# BRIEF
Images do not belong in the copy. Set down all the entries exactly.

# EXERCISE MATERIAL

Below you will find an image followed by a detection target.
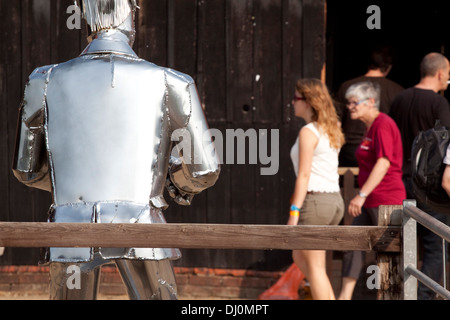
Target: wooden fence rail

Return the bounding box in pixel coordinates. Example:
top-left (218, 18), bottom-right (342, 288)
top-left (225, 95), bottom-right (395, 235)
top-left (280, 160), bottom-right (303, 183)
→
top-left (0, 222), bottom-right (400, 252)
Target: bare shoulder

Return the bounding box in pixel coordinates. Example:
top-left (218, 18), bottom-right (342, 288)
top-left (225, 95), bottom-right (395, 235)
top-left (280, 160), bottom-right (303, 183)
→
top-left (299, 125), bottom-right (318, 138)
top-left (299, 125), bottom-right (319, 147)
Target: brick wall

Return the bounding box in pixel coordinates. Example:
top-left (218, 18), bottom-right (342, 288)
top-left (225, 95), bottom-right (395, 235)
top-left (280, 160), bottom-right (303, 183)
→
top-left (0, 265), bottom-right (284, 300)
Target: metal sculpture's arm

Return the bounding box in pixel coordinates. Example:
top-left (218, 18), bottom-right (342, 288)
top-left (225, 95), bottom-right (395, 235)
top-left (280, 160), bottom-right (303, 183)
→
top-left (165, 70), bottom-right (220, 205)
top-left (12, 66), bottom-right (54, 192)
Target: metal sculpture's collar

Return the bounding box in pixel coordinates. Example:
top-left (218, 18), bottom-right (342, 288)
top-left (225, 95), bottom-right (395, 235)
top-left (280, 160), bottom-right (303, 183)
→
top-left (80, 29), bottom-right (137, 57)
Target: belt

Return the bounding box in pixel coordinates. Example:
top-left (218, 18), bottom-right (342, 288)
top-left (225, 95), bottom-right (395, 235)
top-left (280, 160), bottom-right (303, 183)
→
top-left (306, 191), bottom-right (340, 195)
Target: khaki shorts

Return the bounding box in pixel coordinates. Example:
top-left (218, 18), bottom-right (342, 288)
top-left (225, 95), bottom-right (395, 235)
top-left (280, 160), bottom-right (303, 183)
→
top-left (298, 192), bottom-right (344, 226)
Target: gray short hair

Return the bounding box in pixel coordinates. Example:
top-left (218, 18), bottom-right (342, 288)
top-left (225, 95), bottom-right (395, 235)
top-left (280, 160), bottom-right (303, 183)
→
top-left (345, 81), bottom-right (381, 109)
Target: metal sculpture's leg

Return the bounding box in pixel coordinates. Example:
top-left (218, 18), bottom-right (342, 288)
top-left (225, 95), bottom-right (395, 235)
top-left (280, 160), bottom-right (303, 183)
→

# YOUR RESPONSE
Below you will find an image followed by a detection target.
Target: wooden fence rail

Return the bounding box in pixel coordinates. Example:
top-left (218, 18), bottom-right (342, 288)
top-left (225, 95), bottom-right (395, 235)
top-left (280, 160), bottom-right (303, 183)
→
top-left (0, 222), bottom-right (400, 252)
Target: bare shoulder

Return the bounding box in pixel coordinates. Example:
top-left (218, 18), bottom-right (342, 288)
top-left (225, 95), bottom-right (395, 235)
top-left (280, 160), bottom-right (303, 183)
→
top-left (299, 125), bottom-right (318, 138)
top-left (299, 125), bottom-right (319, 147)
Target: brick wall

Return the bounding box in pixel coordinates. Example:
top-left (218, 18), bottom-right (342, 288)
top-left (225, 95), bottom-right (395, 235)
top-left (280, 160), bottom-right (303, 183)
→
top-left (0, 265), bottom-right (284, 300)
Target: metal sculpture's arm

Return the bounding box in pixel coordinates. Example:
top-left (218, 18), bottom-right (342, 288)
top-left (225, 95), bottom-right (395, 235)
top-left (280, 160), bottom-right (303, 183)
→
top-left (165, 70), bottom-right (220, 205)
top-left (12, 66), bottom-right (54, 192)
Target: metal sculpture's collar

Return the bounding box in pixel coordinates. Example:
top-left (218, 18), bottom-right (342, 288)
top-left (225, 95), bottom-right (395, 235)
top-left (280, 160), bottom-right (303, 183)
→
top-left (80, 29), bottom-right (137, 57)
Target: belt

Return the bounding box in pixel coordinates. Example:
top-left (218, 18), bottom-right (342, 288)
top-left (225, 95), bottom-right (395, 235)
top-left (280, 160), bottom-right (303, 183)
→
top-left (306, 191), bottom-right (340, 195)
Target: khaki shorts

Return the bounding box in pixel coordinates. Example:
top-left (218, 18), bottom-right (342, 288)
top-left (225, 95), bottom-right (395, 235)
top-left (280, 160), bottom-right (303, 183)
→
top-left (298, 192), bottom-right (344, 226)
Target: gray short hair

Return the bounding box in pixel coordinates. Example:
top-left (218, 18), bottom-right (342, 288)
top-left (225, 95), bottom-right (395, 235)
top-left (280, 160), bottom-right (303, 183)
→
top-left (345, 81), bottom-right (381, 109)
Target: metal sculpture's leg

Return the bounding box in pixel coordinates. Example:
top-left (218, 18), bottom-right (342, 288)
top-left (225, 95), bottom-right (395, 235)
top-left (280, 160), bottom-right (303, 183)
→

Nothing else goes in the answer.